■ **Problem statement**:
Reproduce the stretch of data from the beginning through the line containing "x=669, y=364", with both ends included, keeping every line identical.

#### Provided data ####

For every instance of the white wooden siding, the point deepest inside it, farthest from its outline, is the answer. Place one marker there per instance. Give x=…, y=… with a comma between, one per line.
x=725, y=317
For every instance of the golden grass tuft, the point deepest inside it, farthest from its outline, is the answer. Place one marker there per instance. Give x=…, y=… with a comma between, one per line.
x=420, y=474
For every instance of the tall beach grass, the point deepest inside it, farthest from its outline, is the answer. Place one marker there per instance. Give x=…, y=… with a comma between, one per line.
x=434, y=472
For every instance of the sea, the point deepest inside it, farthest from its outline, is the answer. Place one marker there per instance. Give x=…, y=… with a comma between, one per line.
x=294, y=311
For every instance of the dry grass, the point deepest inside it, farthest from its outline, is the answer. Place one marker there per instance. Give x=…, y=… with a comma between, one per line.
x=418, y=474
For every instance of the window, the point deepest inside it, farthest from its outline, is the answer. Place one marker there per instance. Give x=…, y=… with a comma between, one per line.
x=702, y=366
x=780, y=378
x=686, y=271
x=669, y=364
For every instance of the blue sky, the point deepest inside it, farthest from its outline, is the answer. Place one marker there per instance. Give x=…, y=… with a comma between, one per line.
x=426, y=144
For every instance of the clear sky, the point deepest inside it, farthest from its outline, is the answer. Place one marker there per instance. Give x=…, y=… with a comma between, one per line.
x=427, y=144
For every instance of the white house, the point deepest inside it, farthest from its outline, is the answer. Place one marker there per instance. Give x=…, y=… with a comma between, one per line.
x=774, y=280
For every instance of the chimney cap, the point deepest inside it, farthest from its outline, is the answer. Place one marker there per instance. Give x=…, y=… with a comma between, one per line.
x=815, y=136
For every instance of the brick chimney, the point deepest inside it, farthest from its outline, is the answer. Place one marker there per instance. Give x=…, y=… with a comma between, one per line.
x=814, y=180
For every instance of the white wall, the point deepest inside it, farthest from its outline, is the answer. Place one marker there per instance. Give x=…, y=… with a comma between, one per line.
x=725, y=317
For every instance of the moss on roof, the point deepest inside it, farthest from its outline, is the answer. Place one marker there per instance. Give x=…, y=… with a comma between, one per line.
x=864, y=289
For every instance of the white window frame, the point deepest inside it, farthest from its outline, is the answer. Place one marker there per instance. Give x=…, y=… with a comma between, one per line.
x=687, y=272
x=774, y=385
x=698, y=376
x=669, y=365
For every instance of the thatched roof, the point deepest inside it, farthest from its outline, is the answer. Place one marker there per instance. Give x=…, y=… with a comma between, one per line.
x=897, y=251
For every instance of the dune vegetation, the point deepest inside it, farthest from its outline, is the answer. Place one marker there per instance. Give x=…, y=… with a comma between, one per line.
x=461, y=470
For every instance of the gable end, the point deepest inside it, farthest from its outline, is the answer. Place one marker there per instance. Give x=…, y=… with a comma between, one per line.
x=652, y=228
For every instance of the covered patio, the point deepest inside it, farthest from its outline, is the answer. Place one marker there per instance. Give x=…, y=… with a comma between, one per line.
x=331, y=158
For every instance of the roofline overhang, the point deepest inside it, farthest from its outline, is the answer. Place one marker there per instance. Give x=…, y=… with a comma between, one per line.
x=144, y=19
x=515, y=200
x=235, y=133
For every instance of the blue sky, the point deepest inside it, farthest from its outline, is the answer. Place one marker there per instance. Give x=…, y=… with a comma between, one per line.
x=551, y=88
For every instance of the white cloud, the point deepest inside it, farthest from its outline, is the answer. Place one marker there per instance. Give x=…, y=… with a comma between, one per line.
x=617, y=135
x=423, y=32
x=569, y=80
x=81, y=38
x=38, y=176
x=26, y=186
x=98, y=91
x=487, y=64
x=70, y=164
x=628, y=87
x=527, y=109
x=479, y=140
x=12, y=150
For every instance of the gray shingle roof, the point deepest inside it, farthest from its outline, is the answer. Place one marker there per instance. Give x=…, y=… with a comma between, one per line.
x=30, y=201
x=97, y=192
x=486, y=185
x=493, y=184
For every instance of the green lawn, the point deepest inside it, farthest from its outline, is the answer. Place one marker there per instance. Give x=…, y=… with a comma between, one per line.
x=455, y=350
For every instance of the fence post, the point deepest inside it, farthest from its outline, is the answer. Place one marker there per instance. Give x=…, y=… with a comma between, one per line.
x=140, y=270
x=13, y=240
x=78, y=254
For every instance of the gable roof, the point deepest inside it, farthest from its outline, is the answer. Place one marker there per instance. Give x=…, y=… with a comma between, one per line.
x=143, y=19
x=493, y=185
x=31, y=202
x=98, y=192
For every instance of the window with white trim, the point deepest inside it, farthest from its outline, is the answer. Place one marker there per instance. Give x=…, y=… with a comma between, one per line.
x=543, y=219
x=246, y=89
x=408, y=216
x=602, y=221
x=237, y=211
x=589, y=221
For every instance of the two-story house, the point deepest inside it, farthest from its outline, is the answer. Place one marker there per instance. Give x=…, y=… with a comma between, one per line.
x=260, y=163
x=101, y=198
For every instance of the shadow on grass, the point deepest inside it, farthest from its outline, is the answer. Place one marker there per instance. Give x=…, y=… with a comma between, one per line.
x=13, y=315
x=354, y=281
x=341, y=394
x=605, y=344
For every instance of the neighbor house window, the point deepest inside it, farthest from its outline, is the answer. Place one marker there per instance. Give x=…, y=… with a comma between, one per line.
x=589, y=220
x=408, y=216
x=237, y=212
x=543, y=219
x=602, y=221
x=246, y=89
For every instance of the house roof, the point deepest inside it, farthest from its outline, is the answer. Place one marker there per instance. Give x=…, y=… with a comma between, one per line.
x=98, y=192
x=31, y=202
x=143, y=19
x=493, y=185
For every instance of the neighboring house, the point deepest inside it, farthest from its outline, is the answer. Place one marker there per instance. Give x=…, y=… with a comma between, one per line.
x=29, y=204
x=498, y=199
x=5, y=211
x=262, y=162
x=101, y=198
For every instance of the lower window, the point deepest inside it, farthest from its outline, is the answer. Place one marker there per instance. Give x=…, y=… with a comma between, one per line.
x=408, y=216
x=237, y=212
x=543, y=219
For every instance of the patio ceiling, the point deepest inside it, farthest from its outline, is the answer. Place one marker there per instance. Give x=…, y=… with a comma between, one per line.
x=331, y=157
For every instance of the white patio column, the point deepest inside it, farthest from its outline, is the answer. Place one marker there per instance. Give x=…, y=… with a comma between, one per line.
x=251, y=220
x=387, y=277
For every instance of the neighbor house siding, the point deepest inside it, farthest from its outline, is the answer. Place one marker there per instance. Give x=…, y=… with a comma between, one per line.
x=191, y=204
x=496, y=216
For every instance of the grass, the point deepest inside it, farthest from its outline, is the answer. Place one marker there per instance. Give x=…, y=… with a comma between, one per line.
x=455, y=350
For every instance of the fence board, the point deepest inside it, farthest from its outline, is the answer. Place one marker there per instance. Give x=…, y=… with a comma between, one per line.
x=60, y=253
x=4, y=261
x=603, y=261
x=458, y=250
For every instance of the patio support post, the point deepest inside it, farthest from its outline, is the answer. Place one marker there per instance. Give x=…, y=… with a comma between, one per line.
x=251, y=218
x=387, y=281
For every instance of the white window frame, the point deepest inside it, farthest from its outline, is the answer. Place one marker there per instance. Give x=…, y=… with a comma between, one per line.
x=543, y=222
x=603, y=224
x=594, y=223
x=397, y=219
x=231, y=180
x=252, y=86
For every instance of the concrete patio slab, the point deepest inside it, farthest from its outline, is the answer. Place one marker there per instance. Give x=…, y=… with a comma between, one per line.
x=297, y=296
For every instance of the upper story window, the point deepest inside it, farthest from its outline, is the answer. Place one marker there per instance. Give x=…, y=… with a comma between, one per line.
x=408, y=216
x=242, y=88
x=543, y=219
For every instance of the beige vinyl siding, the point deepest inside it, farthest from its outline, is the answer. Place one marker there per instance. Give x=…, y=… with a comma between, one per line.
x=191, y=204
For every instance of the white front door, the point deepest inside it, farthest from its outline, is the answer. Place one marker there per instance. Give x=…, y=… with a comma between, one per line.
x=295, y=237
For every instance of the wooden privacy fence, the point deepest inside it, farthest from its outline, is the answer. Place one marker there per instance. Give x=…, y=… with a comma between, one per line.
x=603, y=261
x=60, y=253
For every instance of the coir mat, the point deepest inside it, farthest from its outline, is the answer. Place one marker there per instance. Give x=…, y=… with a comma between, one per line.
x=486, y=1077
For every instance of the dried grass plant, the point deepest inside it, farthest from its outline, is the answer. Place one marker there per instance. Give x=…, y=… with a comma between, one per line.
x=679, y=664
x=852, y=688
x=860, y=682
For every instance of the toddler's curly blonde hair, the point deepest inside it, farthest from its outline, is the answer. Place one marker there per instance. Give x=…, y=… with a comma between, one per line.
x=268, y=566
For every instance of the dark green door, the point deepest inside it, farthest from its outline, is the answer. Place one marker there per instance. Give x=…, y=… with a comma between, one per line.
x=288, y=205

####

■ **Solution to this task**:
For every instance of the white wooden siding, the point deepest inside it, farthest from its outline, is the answer. Place one marker there per instance. Give x=…, y=… with a comma between, one per line.
x=725, y=317
For every instance of the golden grass tuft, the point deepest inside it, farthest from its outline, is the answer. Place one marker there per instance. Give x=…, y=… with a comma between, one per line.
x=420, y=474
For every instance of the tall beach grass, the point deepest inside it, farthest from its outline, is the answer. Place one marker there per instance. Give x=…, y=… with a comma between, one per line.
x=434, y=472
For every instance of the sea, the point deepest inside it, farthest from its outline, is the answer. Place one marker there per instance. Give x=…, y=… with a comma between, one per line.
x=294, y=311
For every instance of the dry grass, the point deepest inside it, farthest from its outline, is the answer. Place one marker there per instance. Give x=…, y=… with a comma between, one per line.
x=418, y=474
For every instance of the window, the point deepest inside it, farthest from its outline, is the answer. Place one marker there per instance. Give x=…, y=… with a comma between, one per line.
x=702, y=366
x=780, y=378
x=686, y=271
x=669, y=364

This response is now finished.